• **DIRECTIONS FOR THIS TASK**: The reply is to be an exact repetition of the entries that follow, with each picture left out.

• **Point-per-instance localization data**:
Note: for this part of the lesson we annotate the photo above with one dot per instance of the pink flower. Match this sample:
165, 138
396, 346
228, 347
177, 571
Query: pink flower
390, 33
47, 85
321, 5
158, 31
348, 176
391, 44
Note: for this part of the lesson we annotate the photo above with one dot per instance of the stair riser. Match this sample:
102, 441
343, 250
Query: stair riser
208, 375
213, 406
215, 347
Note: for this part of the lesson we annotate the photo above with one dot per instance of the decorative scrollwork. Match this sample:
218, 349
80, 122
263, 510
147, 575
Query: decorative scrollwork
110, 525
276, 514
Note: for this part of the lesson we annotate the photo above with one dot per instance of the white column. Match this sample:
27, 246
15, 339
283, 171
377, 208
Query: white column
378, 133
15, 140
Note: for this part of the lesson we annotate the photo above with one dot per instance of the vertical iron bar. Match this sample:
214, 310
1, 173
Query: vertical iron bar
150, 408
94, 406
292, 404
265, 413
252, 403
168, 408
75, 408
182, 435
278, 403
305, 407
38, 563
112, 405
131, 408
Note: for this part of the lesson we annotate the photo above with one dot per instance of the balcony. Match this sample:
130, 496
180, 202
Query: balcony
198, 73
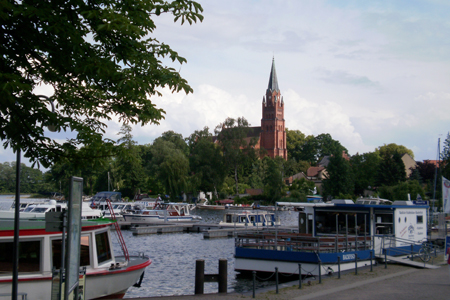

• **ANSWER TO THE EXERCISE**:
Note: for this part of the lesson we annotate the photo above with one dot per instance of the pink flower. Match this sample:
165, 138
396, 346
228, 347
177, 571
Query: pink flower
390, 33
47, 85
321, 5
158, 31
348, 176
391, 44
Note: for this part of the lesson we annotate the photo above with one dot per instance of the stair riser. Match this sample:
102, 441
343, 250
Query: stair riser
208, 375
213, 406
215, 347
Note: for this part of the lesson we annotate the photo above with one dot per instance of the decorative scrollwork. Match this sample:
218, 349
80, 122
263, 510
147, 575
Query: decorative scrollwork
110, 525
276, 514
Note: for this part of the lesson we annotate the photo above with one dot per instance of the white column. Match this sample:
27, 246
15, 339
283, 171
377, 208
Query: white column
378, 133
15, 140
Note: for this part of the lesson we annotate the photo above with one dot per instance of the vertical iron bar. Match this sample:
214, 310
1, 173
Query: vertical iron bar
150, 408
94, 406
292, 404
265, 413
252, 403
168, 408
75, 408
182, 435
278, 403
305, 407
38, 563
112, 405
131, 408
Note: for this part of the lesson we annotate the photo above with one dot per instance of the balcony. Match this sample:
130, 496
180, 202
Query: balcony
198, 73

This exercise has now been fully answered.